* [Problem] Without including any pictures, copy each entry below exactly.
Top of Information given
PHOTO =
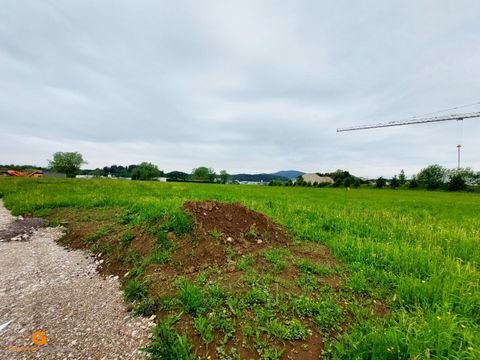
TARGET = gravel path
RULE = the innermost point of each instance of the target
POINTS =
(44, 287)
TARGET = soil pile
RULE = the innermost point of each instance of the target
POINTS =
(21, 229)
(234, 224)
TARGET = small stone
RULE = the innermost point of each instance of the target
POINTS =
(231, 268)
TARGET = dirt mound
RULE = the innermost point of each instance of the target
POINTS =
(21, 229)
(235, 224)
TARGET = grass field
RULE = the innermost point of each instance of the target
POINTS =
(415, 252)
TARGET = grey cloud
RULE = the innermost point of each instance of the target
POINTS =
(246, 86)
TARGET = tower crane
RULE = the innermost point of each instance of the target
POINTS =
(457, 117)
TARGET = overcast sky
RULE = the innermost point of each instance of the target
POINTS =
(246, 86)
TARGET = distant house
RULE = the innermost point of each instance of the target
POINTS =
(261, 182)
(53, 174)
(315, 178)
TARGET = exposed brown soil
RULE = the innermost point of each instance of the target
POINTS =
(223, 235)
(21, 229)
(236, 225)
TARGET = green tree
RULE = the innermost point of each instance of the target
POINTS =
(203, 173)
(224, 176)
(67, 162)
(356, 183)
(145, 171)
(380, 183)
(412, 184)
(432, 177)
(460, 178)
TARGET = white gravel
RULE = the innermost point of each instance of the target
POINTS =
(44, 287)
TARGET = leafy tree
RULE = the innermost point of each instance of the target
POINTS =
(300, 181)
(460, 178)
(395, 182)
(381, 182)
(432, 177)
(457, 182)
(224, 176)
(177, 175)
(67, 162)
(145, 171)
(356, 183)
(203, 173)
(413, 183)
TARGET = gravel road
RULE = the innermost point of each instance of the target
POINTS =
(44, 287)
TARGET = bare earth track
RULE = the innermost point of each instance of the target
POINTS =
(44, 287)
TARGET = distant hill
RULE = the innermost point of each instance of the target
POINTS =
(289, 174)
(258, 177)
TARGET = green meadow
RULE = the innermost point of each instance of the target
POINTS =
(415, 252)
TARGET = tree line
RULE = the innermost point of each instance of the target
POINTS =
(435, 177)
(69, 163)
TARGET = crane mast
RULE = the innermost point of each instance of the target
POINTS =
(457, 117)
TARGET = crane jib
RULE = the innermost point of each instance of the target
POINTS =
(457, 117)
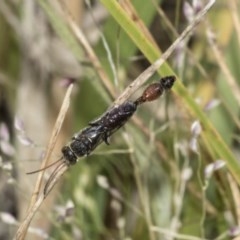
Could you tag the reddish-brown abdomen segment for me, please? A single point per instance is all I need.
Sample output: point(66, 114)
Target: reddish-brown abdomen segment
point(155, 90)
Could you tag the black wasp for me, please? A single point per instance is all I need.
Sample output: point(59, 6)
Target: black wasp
point(99, 130)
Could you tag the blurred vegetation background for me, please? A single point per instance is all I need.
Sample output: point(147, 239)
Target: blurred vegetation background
point(166, 174)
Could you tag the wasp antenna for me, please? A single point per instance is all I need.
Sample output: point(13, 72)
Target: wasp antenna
point(42, 169)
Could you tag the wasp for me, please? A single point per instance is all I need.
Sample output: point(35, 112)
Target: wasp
point(99, 130)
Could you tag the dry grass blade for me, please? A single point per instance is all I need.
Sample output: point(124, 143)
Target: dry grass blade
point(37, 199)
point(142, 78)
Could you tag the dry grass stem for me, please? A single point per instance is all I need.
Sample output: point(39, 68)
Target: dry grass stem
point(142, 78)
point(37, 199)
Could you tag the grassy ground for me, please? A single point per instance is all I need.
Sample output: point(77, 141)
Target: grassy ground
Bottom of Information given
* [Solution to this task]
PHOTO =
TARGET = gravel path
RULE = the innermost point of each instance of the target
POINTS =
(44, 287)
TARGET = soil pile
RULE = the innermost point of each instance of the target
POINTS =
(21, 229)
(234, 224)
TARGET = small stone
RULE = the innermost point of each instance of the target
POINTS =
(231, 268)
TARGET = dirt mound
RULE = the innermost point of each instance of the target
POINTS =
(21, 229)
(235, 224)
TARGET = grass field
RULE = the innermost point of each instance of the target
POINTS =
(415, 252)
TARGET = grey cloud
RULE = the innermost point of each instance of the target
POINTS =
(246, 86)
TARGET = tower crane
RULE = the innermost point of each instance of the target
POINTS =
(457, 117)
TARGET = overcast sky
RULE = the innermost point of each instance of the target
POINTS =
(246, 86)
TARGET = distant house
RULE = the innermost point of each instance of the target
POINTS =
(261, 182)
(53, 174)
(315, 178)
TARGET = exposed brown soil
RULE = the innermost point of each instance of the target
POINTS =
(223, 235)
(21, 229)
(236, 225)
TARGET = green tree
RULE = the innermost point of each instance of the target
POINTS =
(203, 173)
(224, 176)
(67, 162)
(356, 183)
(145, 171)
(380, 183)
(412, 184)
(432, 177)
(460, 178)
TARGET = white gravel
RULE = the innermost point of each instance of the target
POINTS =
(44, 287)
TARGET = leafy tree
RULE = the innermost point of each instance of the target
POINTS =
(300, 181)
(460, 178)
(395, 182)
(381, 182)
(432, 177)
(457, 182)
(224, 176)
(177, 175)
(67, 162)
(145, 171)
(356, 183)
(203, 173)
(413, 183)
TARGET = gravel road
RULE = the innermost point of each instance of the target
POINTS =
(44, 287)
TARGET = bare earth track
RULE = the innermost point of each instance of the target
POINTS =
(44, 287)
TARGET = distant hill
RULE = the innermost point of each instance of the target
POINTS =
(289, 174)
(258, 177)
TARGET = green meadow
RULE = the innermost point of each instance of the target
POINTS =
(415, 252)
TARGET = tree line
RULE = the innermost point of each instance of the target
POINTS =
(435, 177)
(69, 163)
TARGET = crane mast
RULE = the innermost point of each instance of the target
POINTS =
(457, 117)
TARGET = crane jib
RULE = the innermost point of each instance of the target
POINTS =
(457, 117)
Could you tag the reddish-brown abdomen segment for me, please? A single point per instance is all I need.
Sample output: point(66, 114)
Target: reddish-brown abdomen segment
point(155, 90)
Could you tag the black wasp for me, please? A single point per instance is all I need.
Sample output: point(59, 6)
Target: black wasp
point(99, 130)
Could you tag the blurred vegetation background for me, please? A single point per instance is all I need.
Sample output: point(147, 239)
Target: blurred vegetation background
point(166, 174)
Could you tag the wasp antenna for me, please? A single point per instance is all I need.
Sample output: point(13, 72)
Target: wasp antenna
point(42, 169)
Could you tag the wasp for me, please? A single point per instance is all I need.
Sample output: point(35, 112)
Target: wasp
point(99, 130)
Could you tag the dry grass blade for me, please? A single point per instance is all I need.
Sample output: point(124, 143)
Target: dry grass blade
point(37, 199)
point(142, 78)
Could you tag the dry grass stem for me, please? A single point per instance is all I need.
Sample output: point(39, 68)
Target: dry grass stem
point(142, 78)
point(37, 199)
Could you tag the grassy ground for me, please? A single point per instance is all I need.
Sample output: point(77, 141)
Target: grassy ground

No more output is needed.